● Exercise instructions: Only certain lines below are wanted: those starting at the line containing "pendant light in" and ending at the line containing "of the sofa", both included, each retyped exactly.

● Data extracts:

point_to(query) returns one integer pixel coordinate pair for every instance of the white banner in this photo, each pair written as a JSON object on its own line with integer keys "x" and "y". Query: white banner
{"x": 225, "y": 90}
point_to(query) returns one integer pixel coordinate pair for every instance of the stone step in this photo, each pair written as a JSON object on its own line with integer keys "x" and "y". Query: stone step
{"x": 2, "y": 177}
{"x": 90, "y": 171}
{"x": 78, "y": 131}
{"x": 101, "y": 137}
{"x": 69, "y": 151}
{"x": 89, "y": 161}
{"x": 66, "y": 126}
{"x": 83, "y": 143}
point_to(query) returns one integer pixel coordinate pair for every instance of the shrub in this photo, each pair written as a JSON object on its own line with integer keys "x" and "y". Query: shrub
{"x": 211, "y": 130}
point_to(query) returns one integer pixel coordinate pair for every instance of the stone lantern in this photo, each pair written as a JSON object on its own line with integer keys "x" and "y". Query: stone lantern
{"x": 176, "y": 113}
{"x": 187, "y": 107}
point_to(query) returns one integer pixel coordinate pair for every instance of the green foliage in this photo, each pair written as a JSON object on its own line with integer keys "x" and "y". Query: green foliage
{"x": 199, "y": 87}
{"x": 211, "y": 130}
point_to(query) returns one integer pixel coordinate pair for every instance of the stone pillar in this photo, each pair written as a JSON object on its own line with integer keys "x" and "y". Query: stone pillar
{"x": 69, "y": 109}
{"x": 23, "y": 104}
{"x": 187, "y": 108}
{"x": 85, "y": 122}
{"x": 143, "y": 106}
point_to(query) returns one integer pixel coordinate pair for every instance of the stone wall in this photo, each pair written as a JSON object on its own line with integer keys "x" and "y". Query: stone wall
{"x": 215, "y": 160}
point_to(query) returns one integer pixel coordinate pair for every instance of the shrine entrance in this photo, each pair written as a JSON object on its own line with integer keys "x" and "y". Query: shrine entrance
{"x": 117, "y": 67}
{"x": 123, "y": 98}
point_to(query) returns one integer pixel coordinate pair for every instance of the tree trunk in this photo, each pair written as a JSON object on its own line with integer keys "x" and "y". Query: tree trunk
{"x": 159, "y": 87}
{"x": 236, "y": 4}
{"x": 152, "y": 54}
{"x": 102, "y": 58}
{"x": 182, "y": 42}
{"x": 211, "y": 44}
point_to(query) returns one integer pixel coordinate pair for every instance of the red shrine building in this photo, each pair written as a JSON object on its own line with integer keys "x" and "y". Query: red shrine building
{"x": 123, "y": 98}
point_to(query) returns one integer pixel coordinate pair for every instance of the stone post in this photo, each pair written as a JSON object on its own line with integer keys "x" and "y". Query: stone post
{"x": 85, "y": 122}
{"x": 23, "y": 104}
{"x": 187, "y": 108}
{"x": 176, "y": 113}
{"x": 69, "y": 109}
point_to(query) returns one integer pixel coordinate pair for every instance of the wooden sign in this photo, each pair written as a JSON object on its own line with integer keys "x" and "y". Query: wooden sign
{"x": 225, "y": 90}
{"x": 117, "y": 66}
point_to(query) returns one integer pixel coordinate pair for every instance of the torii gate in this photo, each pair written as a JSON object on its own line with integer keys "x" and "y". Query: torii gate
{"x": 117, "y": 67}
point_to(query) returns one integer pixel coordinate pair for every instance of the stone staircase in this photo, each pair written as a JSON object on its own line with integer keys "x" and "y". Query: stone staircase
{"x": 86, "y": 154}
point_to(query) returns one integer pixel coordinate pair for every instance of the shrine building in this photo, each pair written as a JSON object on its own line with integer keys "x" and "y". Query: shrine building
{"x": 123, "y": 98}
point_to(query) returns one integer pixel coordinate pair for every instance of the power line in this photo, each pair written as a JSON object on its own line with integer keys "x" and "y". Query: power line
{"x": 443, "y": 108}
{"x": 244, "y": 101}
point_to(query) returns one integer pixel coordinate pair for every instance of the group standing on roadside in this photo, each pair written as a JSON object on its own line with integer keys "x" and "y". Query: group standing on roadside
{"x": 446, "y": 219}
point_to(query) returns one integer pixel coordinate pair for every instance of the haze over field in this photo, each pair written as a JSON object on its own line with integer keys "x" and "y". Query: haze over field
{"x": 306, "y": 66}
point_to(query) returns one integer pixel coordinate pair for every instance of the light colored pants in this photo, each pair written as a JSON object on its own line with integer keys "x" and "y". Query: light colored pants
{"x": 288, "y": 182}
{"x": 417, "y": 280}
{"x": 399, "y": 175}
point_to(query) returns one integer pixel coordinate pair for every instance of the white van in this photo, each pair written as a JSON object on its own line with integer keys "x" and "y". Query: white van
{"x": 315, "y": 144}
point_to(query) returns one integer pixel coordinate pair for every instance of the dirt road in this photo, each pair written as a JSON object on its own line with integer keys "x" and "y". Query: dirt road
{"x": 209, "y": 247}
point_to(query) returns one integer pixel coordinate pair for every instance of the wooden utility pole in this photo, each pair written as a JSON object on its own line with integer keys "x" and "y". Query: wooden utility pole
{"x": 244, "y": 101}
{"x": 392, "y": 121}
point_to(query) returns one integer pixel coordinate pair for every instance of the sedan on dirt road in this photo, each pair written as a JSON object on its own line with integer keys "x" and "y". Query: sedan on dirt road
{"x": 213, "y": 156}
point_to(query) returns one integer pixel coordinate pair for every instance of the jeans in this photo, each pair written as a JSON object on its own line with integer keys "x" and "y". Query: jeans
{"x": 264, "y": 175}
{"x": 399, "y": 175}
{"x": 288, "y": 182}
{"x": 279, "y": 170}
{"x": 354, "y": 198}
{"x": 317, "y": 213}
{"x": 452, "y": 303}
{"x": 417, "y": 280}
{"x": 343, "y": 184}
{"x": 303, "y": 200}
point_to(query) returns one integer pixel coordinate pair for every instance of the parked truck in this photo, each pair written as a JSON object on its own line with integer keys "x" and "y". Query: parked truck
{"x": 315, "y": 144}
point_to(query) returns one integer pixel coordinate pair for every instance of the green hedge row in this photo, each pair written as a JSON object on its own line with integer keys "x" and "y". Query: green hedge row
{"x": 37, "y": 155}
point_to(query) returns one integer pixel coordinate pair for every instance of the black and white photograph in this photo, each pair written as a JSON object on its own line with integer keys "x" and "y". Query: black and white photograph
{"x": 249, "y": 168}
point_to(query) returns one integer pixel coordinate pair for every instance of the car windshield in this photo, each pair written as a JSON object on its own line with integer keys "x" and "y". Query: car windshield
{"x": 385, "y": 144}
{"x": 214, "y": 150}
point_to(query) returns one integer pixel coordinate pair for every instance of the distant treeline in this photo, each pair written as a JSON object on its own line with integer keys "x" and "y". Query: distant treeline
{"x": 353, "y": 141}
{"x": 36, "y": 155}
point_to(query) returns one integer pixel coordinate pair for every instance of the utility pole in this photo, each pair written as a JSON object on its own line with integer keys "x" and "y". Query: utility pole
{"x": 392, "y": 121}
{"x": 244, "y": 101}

...

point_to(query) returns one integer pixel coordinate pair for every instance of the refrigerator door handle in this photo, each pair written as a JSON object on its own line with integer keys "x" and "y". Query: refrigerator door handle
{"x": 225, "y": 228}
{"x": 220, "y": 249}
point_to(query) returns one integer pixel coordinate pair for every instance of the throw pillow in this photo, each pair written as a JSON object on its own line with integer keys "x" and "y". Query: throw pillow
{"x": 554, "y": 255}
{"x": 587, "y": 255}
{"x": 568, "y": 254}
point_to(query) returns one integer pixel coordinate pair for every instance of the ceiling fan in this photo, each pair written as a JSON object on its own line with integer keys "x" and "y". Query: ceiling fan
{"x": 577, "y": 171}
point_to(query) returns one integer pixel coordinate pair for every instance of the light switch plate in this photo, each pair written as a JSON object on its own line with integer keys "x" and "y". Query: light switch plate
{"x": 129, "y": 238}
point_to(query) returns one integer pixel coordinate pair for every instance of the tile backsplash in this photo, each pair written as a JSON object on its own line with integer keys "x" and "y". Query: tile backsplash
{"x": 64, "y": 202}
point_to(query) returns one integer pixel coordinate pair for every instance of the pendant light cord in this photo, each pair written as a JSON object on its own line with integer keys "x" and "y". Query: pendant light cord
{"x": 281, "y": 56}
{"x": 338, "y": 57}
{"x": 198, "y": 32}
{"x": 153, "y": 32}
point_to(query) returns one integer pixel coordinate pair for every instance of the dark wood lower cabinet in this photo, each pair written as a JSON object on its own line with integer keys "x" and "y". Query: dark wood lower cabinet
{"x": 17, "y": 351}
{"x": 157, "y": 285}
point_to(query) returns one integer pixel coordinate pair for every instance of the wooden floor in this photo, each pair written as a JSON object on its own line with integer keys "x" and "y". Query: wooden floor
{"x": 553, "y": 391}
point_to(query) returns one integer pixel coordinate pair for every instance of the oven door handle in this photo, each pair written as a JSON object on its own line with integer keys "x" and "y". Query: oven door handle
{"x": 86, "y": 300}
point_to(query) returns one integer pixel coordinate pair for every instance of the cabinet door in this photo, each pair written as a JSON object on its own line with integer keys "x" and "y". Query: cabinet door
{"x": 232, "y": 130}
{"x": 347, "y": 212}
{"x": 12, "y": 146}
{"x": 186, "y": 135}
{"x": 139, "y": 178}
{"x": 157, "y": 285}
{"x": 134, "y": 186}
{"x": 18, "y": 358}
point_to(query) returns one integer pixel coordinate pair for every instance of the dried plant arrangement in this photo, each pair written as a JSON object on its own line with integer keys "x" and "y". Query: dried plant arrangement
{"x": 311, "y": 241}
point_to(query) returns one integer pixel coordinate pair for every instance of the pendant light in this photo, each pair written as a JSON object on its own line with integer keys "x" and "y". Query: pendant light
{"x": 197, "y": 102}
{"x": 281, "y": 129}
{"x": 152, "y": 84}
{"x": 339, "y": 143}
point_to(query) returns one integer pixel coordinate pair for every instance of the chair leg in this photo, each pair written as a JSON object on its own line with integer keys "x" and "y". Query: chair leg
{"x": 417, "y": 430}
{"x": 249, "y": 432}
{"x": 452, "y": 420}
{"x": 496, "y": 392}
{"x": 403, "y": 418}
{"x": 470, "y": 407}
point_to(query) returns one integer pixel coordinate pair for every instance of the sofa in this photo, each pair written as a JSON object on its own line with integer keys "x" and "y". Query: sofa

● Completed exercise:
point_to(query) returns one integer pixel coordinate pair for every instance of the pendant light in this photo, each pair written as a JSON object on its own line with integer keys "x" and "y". Query: pendant light
{"x": 197, "y": 102}
{"x": 281, "y": 129}
{"x": 152, "y": 84}
{"x": 339, "y": 143}
point_to(query) returns one integer pixel coordinate pair for every instance of the chair leg in this photo, each pair written as a JSON object on its own line with integer keys "x" and "y". Query: chair leg
{"x": 417, "y": 430}
{"x": 249, "y": 432}
{"x": 452, "y": 420}
{"x": 496, "y": 392}
{"x": 403, "y": 418}
{"x": 470, "y": 407}
point_to(query) returns one integer pixel coordinate pair for every instance of the sofa in this photo, each pair written as a JSON object on its own line with integer keys "x" and "y". Query: sofa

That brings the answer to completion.